+++ Data for the task +++

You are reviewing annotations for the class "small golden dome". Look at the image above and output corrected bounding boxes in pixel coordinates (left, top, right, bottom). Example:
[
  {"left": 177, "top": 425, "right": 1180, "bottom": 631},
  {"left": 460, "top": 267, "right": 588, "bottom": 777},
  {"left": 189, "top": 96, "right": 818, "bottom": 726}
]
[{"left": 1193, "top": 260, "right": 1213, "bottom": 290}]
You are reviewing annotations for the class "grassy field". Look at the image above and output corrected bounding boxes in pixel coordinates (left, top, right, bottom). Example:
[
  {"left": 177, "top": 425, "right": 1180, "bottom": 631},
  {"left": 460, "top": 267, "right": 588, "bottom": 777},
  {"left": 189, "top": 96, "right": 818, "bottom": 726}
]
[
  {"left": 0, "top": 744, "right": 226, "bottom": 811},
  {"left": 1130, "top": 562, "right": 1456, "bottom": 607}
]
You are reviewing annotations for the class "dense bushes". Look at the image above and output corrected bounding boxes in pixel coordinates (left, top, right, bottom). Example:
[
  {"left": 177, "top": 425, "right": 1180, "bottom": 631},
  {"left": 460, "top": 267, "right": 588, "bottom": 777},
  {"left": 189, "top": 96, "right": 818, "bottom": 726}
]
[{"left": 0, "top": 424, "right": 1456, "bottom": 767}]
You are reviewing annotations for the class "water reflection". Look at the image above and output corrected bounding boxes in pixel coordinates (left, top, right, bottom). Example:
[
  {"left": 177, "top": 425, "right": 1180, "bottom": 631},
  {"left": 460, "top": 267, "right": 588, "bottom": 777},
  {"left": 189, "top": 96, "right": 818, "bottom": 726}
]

+++

> _Task_:
Render every line of the listing above as a Markdown table with two columns, Row and Line, numbering each row and omitting blank lines.

> _Completed task_:
| Row | Line |
|---|---|
| 1 | You are reviewing annotations for the class "small golden dome". Look at the image above and output corrected bounding boxes in pixel coordinates (left, top, right, bottom). Example: |
| 2 | [ |
| 3 |   {"left": 177, "top": 425, "right": 1180, "bottom": 631}, |
| 4 |   {"left": 460, "top": 267, "right": 588, "bottom": 777}, |
| 5 |   {"left": 189, "top": 96, "right": 818, "bottom": 726} |
| 6 | ] |
| 7 | [{"left": 1193, "top": 260, "right": 1213, "bottom": 290}] |
| 8 | You are reviewing annotations for the class "grassy field". Look at the image above and output corrected bounding boxes in pixel coordinates (left, top, right, bottom). Example: |
| 9 | [ |
| 10 |   {"left": 177, "top": 425, "right": 1180, "bottom": 631}, |
| 11 |   {"left": 460, "top": 267, "right": 588, "bottom": 777}, |
| 12 |   {"left": 189, "top": 96, "right": 818, "bottom": 726} |
| 13 | ] |
| 14 | [ |
| 15 |   {"left": 0, "top": 744, "right": 226, "bottom": 811}, |
| 16 |   {"left": 1130, "top": 562, "right": 1456, "bottom": 607} |
| 17 | ] |
| 18 | You are reviewing annotations for the class "dense bushes". Look at the image above and output corrected bounding boxes in pixel coordinates (left, top, right, bottom). Example: |
| 19 | [ |
| 20 |   {"left": 177, "top": 425, "right": 1180, "bottom": 631}, |
| 21 |   {"left": 460, "top": 267, "right": 588, "bottom": 777}, |
| 22 |   {"left": 189, "top": 96, "right": 818, "bottom": 726} |
| 23 | ] |
| 24 | [{"left": 0, "top": 424, "right": 1456, "bottom": 767}] |
| 25 | You are reviewing annotations for the class "water reflection". Look at the image above and output corrected bounding boxes in pixel coordinates (left, top, right, bottom). Example: |
| 26 | [ |
| 27 |   {"left": 177, "top": 425, "right": 1180, "bottom": 631}, |
| 28 |   {"left": 460, "top": 267, "right": 588, "bottom": 777}, |
| 29 |   {"left": 189, "top": 96, "right": 818, "bottom": 726} |
| 30 | ] |